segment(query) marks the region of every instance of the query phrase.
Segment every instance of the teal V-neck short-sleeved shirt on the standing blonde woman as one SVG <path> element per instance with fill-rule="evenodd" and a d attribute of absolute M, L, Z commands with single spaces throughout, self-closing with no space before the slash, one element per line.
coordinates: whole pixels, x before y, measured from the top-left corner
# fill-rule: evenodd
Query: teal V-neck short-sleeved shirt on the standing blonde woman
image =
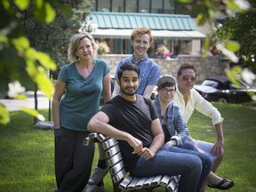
========================
# [DESCRIPTION OF THE TASK]
Using the material above, restate word for word the lines from the line that has "coordinates: whole pixels, x" to the last line, inclusive, with pictures omitted.

# [EXERCISE SOLUTION]
coordinates: whole pixels, x before y, measured from the top-left corner
# fill-rule: evenodd
Query: teal V-neck short-sleeved shirt on the standing blonde woman
image =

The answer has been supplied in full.